-- WHAT YOU HAVE TO DO --
Omit the pictures from the entries below and retype everything else exactly.

-- SUPPLIED DATA --
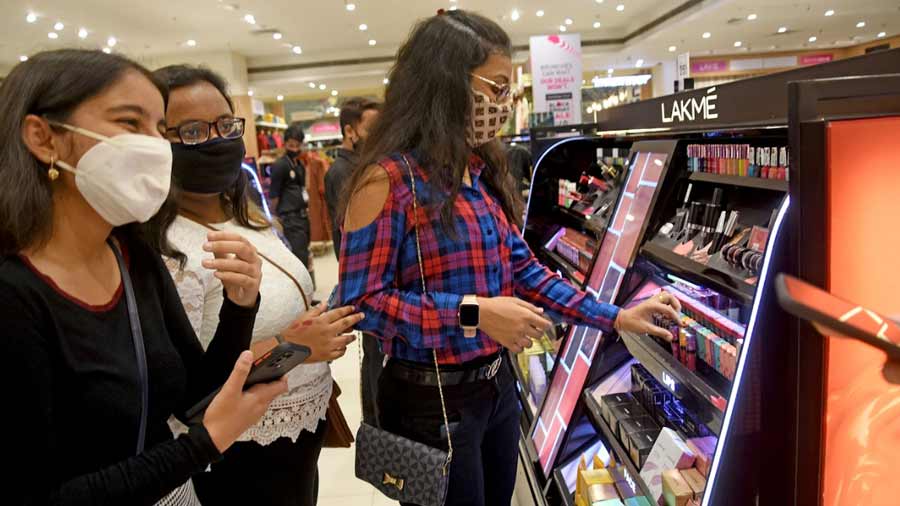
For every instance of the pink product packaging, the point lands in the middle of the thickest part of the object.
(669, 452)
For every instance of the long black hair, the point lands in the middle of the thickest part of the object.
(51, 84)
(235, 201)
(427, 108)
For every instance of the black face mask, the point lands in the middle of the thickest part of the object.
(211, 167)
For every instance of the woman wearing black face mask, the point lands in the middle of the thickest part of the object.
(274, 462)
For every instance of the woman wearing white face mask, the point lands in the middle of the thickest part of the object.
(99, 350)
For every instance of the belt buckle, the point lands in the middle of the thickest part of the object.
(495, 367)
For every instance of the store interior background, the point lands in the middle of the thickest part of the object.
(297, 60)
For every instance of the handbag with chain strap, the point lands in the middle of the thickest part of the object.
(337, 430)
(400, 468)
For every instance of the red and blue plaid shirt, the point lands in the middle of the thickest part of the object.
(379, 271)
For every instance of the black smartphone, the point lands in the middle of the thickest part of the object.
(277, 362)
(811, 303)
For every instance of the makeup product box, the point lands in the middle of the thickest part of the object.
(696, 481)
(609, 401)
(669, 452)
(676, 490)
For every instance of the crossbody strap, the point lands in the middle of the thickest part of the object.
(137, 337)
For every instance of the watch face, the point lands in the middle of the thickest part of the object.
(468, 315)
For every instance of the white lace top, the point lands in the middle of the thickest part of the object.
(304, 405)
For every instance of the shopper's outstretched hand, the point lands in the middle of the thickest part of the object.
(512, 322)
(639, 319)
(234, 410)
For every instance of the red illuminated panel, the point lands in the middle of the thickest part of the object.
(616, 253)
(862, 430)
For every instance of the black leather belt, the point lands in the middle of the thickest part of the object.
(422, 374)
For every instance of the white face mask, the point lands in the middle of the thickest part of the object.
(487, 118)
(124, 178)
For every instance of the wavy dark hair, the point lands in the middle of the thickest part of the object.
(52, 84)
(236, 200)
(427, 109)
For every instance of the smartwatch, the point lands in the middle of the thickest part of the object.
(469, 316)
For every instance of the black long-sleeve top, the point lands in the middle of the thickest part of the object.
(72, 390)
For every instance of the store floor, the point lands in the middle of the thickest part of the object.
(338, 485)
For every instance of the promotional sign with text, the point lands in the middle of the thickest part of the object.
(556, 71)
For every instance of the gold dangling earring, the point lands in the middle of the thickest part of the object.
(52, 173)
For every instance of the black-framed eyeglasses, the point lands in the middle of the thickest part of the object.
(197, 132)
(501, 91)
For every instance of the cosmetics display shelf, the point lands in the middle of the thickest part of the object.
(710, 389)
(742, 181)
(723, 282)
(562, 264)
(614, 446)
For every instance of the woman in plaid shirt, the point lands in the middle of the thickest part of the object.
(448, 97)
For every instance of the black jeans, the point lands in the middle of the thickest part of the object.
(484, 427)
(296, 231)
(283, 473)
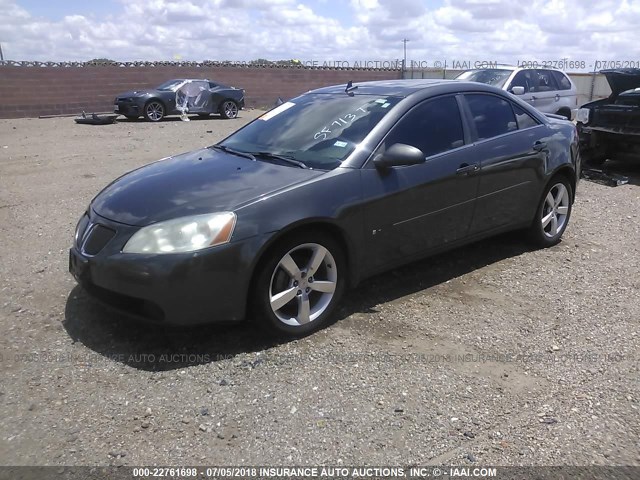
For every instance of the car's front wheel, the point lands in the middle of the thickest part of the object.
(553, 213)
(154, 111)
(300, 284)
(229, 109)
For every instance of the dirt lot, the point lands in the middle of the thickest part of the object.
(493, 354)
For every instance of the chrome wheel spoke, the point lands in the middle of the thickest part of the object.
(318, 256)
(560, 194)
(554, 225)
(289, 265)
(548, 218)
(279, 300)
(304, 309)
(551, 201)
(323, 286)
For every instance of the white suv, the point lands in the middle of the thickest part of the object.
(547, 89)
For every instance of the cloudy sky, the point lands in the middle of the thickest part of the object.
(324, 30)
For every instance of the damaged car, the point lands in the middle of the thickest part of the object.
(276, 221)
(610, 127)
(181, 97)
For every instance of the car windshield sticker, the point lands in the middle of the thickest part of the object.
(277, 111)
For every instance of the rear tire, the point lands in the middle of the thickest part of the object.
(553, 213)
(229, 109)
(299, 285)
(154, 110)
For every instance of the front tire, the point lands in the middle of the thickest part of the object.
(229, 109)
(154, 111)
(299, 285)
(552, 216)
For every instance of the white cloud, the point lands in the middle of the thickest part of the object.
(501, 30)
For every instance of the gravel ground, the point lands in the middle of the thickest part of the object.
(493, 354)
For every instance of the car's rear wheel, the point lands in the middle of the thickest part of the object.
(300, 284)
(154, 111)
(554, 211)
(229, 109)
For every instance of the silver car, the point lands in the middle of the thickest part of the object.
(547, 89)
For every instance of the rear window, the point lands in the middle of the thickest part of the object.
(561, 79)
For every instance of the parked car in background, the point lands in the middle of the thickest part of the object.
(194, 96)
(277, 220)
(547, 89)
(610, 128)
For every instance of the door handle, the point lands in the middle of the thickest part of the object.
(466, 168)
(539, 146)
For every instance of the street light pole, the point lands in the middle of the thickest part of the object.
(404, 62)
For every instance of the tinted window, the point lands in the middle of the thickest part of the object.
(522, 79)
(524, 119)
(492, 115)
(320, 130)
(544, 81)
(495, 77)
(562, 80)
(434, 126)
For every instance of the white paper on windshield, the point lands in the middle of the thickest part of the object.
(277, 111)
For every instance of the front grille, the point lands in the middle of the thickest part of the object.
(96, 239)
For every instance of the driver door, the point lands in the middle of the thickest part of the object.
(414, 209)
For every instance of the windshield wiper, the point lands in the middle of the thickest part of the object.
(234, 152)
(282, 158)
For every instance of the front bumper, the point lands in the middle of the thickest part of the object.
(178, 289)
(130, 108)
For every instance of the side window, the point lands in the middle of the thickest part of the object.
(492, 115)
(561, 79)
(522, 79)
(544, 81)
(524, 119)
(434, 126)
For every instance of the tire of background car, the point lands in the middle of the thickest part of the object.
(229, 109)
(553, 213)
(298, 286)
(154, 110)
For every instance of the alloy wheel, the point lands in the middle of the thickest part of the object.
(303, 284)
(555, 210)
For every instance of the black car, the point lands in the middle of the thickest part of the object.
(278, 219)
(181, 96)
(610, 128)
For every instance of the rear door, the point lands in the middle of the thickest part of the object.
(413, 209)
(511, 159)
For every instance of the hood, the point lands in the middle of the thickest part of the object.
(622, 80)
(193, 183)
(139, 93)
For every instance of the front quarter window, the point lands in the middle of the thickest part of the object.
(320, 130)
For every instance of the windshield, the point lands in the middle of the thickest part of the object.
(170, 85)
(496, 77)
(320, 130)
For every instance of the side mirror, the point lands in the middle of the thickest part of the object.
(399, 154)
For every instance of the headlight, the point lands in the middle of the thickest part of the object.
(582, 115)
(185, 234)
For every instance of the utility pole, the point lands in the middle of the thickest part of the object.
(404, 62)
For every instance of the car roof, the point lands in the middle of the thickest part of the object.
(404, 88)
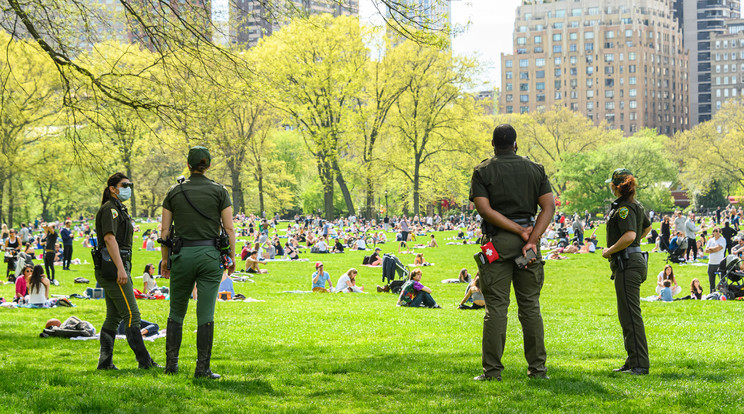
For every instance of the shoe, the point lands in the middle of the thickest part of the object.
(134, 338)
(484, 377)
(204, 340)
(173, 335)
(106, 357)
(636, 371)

-- WRITTEN SOLUTION --
For every instance of the pink product packaging, the point lands in the middle of the thickest part of the object.
(669, 452)
For every instance of the long black hair, the point lands in the middle of the thickest part of the object.
(51, 84)
(235, 201)
(427, 108)
For every instance of the black face mask, the point lands in the middle of the thickest part of the object.
(211, 167)
For every instance of the woman wearing black face mask, the point lands in the middle of the thickest part of the object.
(274, 462)
For every instance of the woman wearing white face mask, the point lands in the middle of the thickest part of the object.
(99, 350)
For every instance of the belt buckle, the point lands in the middle of the thickest part of the object.
(495, 367)
For every instance of the store interior background, the point lands in the middle of the thickest part of the object.
(297, 60)
For every instance of the handbag with chain strap, the point lands in the middle of the thickest part of the object.
(337, 430)
(400, 468)
For every instance of the red and blue plaid shirt, the point lands in the middle of the thickest part of the object.
(379, 271)
For every instance of the black smartphone, the point lands in the middle of the thickest part of the object.
(277, 362)
(811, 303)
For every instance of the makeup product box, the point lands in the middle of the thickest part of the object.
(696, 481)
(609, 401)
(669, 452)
(676, 490)
For every instance of the crossbody strap, the point lands in the middle of the thickest part of the object.
(137, 337)
For every instance of the watch face, the point lands in the middle of the thickest part of the object.
(468, 315)
For every instance of the white lace top, the point lands in the middle of the thickest part of the object.
(304, 405)
For every instance of the shopper's outstretched hand, the point lands in the middle of the thickest part of the object.
(512, 322)
(639, 319)
(234, 410)
For every instance of the red illuminated panel, the point lands in the middle of the thickest part of the object.
(616, 253)
(862, 430)
For every instance of the black leather belt, the point lands in the middle of the thickest part of the object.
(422, 374)
For every instance of the white face mask, the point lands in the middle of the thickest part of the object.
(487, 118)
(124, 178)
For every instance of the wavy dark hair, the point lands in the middle of the thickest part of the object.
(52, 84)
(236, 200)
(427, 109)
For every instance of the smartwatch, the point lands in the middle of the thickest part of the object.
(469, 316)
For every instance of the black long-sleeve top, the point lands in the middle of the thickest part of the object.
(72, 390)
For every instance of the store floor, the point lands in the middle of the thickest part of the object.
(338, 485)
For every instance of the promotional sign with text, the point lands in the middle of the thickest part of the object.
(556, 71)
For every instance of the gold dangling earring, the point lands in the middle of the thickest part of the object.
(52, 173)
For every instance of the black-framed eyeglasses, the point lands in the middle of the thickest part of the object.
(197, 132)
(501, 91)
For every instance of the cosmetics display shelf, the point lands in the middle of the thickest part of the object.
(710, 389)
(742, 181)
(723, 282)
(562, 264)
(614, 446)
For every instance of the woman in plaid shirt, the point lands in the middle of the thickest part of the object.
(448, 97)
For every instance of the black jeans, the point lands in the middle of the thickest part of the object.
(484, 427)
(296, 231)
(283, 473)
For every instance of the car's front wheel, the point lands in the middle of the thickest part of the object.
(553, 213)
(154, 111)
(300, 284)
(229, 109)
For every instance of the dirt lot, the point lands in the middle of the thickest part of the object.
(493, 354)
For every instance of the chrome wheel spoke, the point lands in the middle of the thickest part of the object.
(318, 256)
(560, 194)
(554, 225)
(289, 265)
(548, 218)
(279, 300)
(304, 309)
(551, 201)
(323, 286)
For every instance of the white suv, the point lands in the middle of the thickest part of the object.
(547, 89)
For every instance of the cloudy sky, the point lands in the middle of the thickest part of the object.
(324, 30)
For every instance of the damaged car, the point lands in the middle of the thickest part of the object.
(276, 221)
(610, 127)
(181, 97)
For every instance of the car windshield sticker, the point lands in the middle of the thickest part of the object.
(277, 111)
For every instance of the rear tire, the point lands in the middle of the thickest part of the object.
(553, 213)
(229, 109)
(299, 285)
(154, 110)
For every instance of the front tire, the point lands in the middle of the thickest part of the object.
(229, 109)
(154, 111)
(299, 285)
(552, 216)
For every instance of the white cloud, the point lands in the middle of the thickest part of the object.
(501, 30)
For every instance of the gravel ground, the point lands in the middle of the thickest part of the object.
(493, 354)
For every instance of the car's rear wheel, the point lands in the middle of the thickest part of the object.
(300, 284)
(154, 111)
(554, 211)
(229, 109)
For every instance of the silver car, the point lands in the middle of the thickest part of the object.
(547, 89)
For every instance of the rear window, the point lands in the middle of the thickest part of the object.
(561, 79)
For every instance of the parked car in background, the point lands in the middle of the thickest part of the object.
(194, 96)
(277, 220)
(547, 89)
(610, 128)
For every instance of the door handle, the point lands in the middle of the thickest part of the object.
(466, 168)
(539, 146)
For every instance of the street light pole, the point lands in the middle of the thickest part of the object.
(404, 62)
For every instance of the tinted window, the point lands in the middle of the thickest part of the object.
(522, 79)
(524, 119)
(492, 115)
(320, 130)
(544, 81)
(495, 77)
(562, 80)
(434, 126)
For every instance of the white paper on windshield, the point lands in the middle of the thickest part of the object.
(277, 111)
For every instance of the front grille, the point lands in the middle of the thickest part of the object.
(96, 239)
For every instance of the driver door, the point lands in the middle of the thickest part of the object.
(414, 209)
For every instance of the windshield wiper, the point lands in the middle of the thickest part of the object.
(234, 152)
(282, 158)
For every instance of the front bumper, the point lands in the middle of the thickest part of the object.
(178, 289)
(130, 108)
For every instance of the side window, the point lands in the middle of the thickest part of the object.
(492, 115)
(561, 79)
(522, 79)
(544, 81)
(524, 119)
(434, 126)
For every instance of the tire of background car, the point lands in the middle of the thickest part of the object.
(229, 109)
(553, 213)
(298, 286)
(154, 110)
For every instance of the alloy wheel, the point lands in the middle of the thickest part of the object.
(303, 284)
(555, 210)
For every instance of the black car, the point lands in the middle of the thickest part of the object.
(278, 219)
(181, 96)
(610, 128)
For every instance of the rear door, the point lands in the middle of the thickest part of the object.
(413, 209)
(511, 159)
For every instance of the hood, the point lands in the middle of the thickest part of the object.
(622, 80)
(193, 183)
(139, 93)
For every instance of the front quarter window, the point lands in the middle of the thickest part of the object.
(320, 130)
For every instance of the windshield, the point lands in the middle of the thickest part of the object.
(170, 85)
(496, 77)
(320, 130)
For every instance of the side mirror, the point lands in the middle of the thickest part of the object.
(399, 154)
For every instance of the headlight, the point lands in the middle of the thickest part of the object.
(582, 115)
(185, 234)
For every instance of the utility pole, the point lands in the middle of the thickest part of the object.
(404, 62)
For every instance of the car roof, the point lands in the middle of the thickest part of the object.
(404, 88)
For every instance of the shoe, the point lands in the middle of the thickest part of the object.
(134, 338)
(484, 377)
(204, 340)
(173, 335)
(106, 357)
(636, 371)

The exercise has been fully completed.